> **PROBLEMS AND TASKS**
(a) Check each statement against the Tomball ISD article and answer yes or no, quoting the words of the article that decide it. (i) The town hall at Creekside Park Junior High took place on April 17. (ii) Unser said he supports replacing the elementary school with an intermediate school. (iii) The board president presented the plan to amend the bond projects at the April 10 meeting.
(b) Rewrite a section of the Tomball ISD article, starting at the words "During an April" and ending after "new intermediate school.", with "families" changed to "residents".

> **PASSAGE PROVIDED**
-=-=-

Editor's note: The Tomball ISD school board will have a special meeting May 2 to discuss this plan.

During an April 17 town hall at Creekside Park Junior High, over a hundred Creekside-area families and community members expressed their opposition to Tomball ISD’s plan to amend its bond projects to replace a proposed elementary school with a new intermediate school.

The town hall, which lasted around an hour and a half, saw district leaders present the plan and answer questions from attendees alongside board President Lee McLeod, Secretary Justin Unser and Trustee Matt Schiel.

During his remarks, Unser, who said he lives in the Creekside area, said he opposes this change, to which the audience applauded.

“All the concerns that you’ve brought up tonight are ones I have brought up as well,” Unser said. “I have very similar feelings.”



Unser said while he loves the idea of a new intermediate campus, he does not know if this plan fits with what the community was designed for.

“This was designed to be community schools; people can walk and bike, and that’s how people bought their home, including myself,” Unser said. “So those are the things that I don’t like about it.”

How we got here

During a special meeting April 10, Chief Operating Officer Steven Gutierrez presented the school board with a plan to amend its initial bond projects slate, replacing a proposed elementary school—Elementary School No. 13—with Intermediate School No. 5 to address capacity issues within the Creekside area, Community Impact previously reported.

-=-=-

> **SUPPLIED DATA**
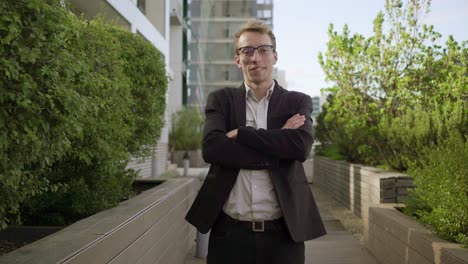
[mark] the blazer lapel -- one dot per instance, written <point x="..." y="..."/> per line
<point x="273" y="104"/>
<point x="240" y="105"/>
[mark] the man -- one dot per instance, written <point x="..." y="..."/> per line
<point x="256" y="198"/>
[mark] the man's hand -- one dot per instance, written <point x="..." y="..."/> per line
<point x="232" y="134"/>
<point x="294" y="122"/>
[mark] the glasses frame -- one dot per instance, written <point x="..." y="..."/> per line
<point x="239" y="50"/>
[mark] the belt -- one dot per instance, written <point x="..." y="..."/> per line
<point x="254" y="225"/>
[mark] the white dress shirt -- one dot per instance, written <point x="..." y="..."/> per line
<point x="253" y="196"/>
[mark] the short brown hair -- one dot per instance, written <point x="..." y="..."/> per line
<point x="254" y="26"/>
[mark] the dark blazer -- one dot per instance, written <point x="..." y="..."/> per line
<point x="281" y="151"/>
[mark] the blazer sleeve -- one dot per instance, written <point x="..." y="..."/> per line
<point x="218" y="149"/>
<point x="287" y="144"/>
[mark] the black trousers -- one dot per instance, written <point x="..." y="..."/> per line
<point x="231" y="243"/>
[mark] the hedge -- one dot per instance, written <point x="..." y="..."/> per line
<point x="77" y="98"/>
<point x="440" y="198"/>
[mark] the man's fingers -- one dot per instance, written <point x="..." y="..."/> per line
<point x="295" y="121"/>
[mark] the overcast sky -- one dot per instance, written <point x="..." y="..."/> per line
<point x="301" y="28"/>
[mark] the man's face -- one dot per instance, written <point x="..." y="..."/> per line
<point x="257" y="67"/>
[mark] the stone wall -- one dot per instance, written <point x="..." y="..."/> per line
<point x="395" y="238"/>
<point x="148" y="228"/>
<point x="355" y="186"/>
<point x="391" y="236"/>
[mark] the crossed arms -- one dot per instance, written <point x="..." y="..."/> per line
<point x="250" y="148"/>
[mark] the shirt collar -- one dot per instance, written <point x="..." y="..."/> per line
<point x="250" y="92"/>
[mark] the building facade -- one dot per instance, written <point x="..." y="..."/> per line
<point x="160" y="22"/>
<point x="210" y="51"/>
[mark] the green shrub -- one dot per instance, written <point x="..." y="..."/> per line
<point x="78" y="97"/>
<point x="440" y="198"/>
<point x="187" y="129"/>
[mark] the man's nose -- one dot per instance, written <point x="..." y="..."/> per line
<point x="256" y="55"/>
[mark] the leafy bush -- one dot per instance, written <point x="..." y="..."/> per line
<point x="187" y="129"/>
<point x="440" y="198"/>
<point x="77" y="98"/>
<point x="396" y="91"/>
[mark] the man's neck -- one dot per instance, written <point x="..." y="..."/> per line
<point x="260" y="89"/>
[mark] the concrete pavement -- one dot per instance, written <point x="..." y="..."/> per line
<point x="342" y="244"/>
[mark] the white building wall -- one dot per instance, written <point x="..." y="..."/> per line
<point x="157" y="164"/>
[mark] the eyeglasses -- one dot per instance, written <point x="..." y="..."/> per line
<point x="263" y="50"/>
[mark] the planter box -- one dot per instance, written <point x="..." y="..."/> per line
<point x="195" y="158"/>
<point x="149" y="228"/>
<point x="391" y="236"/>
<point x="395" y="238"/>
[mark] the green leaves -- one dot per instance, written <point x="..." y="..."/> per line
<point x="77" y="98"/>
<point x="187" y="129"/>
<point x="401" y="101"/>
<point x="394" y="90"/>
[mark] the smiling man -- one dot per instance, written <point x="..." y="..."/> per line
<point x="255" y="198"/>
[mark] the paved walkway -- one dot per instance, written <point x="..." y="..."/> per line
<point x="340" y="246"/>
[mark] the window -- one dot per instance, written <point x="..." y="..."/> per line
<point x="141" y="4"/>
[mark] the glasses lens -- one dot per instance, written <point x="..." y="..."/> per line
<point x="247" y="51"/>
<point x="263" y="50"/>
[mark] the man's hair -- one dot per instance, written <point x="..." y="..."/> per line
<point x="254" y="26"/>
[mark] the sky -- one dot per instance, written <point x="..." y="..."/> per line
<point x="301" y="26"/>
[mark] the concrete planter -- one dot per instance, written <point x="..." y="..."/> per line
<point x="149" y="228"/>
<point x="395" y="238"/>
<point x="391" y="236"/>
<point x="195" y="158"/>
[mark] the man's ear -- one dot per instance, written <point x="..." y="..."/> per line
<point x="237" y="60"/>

-=-=-

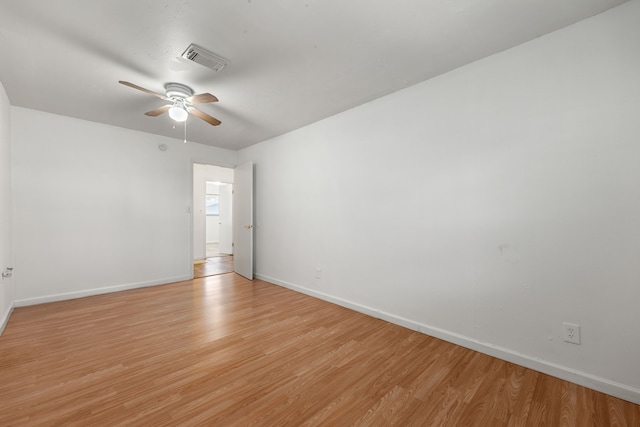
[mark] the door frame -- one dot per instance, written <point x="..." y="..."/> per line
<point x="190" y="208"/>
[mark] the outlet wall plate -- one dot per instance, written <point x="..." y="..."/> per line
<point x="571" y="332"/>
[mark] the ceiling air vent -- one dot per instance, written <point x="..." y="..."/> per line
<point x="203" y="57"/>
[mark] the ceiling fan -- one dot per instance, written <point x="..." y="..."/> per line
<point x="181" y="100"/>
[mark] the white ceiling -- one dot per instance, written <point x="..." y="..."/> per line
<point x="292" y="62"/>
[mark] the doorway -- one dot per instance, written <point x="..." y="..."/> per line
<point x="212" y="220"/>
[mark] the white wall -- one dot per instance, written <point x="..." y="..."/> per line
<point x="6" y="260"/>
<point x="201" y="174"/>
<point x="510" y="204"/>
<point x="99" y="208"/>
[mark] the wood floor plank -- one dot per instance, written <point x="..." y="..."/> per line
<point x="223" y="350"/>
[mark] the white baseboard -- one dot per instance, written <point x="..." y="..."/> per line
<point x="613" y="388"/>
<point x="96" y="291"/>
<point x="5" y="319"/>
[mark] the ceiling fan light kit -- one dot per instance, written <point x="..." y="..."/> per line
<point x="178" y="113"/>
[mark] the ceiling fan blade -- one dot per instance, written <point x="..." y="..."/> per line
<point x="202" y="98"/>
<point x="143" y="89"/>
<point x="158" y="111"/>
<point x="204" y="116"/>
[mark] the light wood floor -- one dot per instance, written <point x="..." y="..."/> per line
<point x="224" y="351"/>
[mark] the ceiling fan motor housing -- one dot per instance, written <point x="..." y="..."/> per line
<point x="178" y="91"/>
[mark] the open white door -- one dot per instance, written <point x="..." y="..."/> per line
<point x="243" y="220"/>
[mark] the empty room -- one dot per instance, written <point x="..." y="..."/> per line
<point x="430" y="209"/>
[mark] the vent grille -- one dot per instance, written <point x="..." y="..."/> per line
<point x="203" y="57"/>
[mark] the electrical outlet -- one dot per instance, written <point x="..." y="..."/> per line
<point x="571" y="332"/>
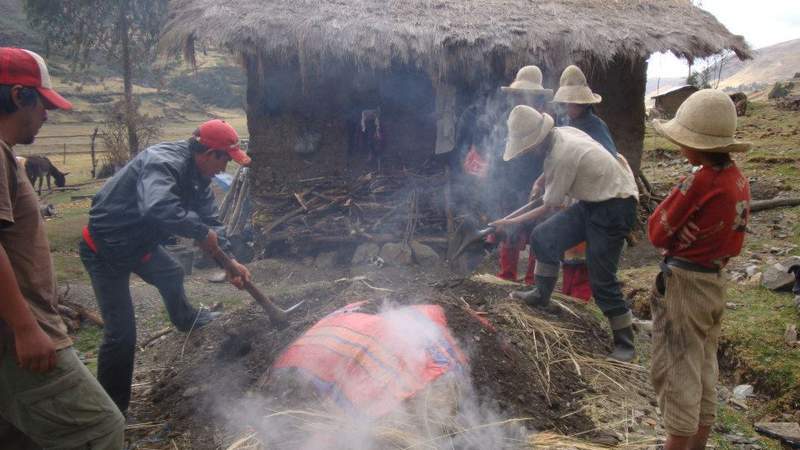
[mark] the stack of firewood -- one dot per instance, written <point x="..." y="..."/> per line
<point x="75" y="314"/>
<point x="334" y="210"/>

-=-=-

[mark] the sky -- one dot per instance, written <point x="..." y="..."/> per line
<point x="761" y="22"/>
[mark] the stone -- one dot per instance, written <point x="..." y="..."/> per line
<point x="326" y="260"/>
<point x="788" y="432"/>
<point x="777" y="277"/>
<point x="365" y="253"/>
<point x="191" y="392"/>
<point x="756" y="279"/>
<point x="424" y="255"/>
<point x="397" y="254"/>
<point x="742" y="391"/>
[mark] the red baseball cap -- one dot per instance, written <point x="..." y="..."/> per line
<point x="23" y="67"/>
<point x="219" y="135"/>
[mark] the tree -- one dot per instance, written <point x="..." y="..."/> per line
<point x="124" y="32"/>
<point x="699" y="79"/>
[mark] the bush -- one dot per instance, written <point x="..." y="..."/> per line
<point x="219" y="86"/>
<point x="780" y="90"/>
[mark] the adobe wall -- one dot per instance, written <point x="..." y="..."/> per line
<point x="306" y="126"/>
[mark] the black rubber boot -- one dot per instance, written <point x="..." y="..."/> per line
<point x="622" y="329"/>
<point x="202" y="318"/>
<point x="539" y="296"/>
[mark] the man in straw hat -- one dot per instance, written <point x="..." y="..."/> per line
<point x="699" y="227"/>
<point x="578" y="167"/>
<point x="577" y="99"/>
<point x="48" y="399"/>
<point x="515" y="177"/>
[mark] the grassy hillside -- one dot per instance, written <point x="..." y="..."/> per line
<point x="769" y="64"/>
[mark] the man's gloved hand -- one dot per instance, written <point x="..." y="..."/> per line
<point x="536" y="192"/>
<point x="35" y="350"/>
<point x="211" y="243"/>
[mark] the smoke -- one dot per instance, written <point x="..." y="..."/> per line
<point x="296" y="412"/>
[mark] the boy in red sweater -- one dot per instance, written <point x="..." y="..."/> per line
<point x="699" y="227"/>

-=-=-

> **PER-TASK ANSWERS**
(a)
(i) Yes: "During an April 17 town hall at Creekside Park Junior High"
(ii) No: "Unser, who said he lives in the Creekside area, said he opposes this change"
(iii) No: "Chief Operating Officer Steven Gutierrez presented the school board with a plan to amend its initial bond projects slate"

(b)
During an April 17 town hall at Creekside Park Junior High, over a hundred Creekside-area residents and community members expressed their opposition to Tomball ISD’s plan to amend its bond projects to replace a proposed elementary school with a new intermediate school.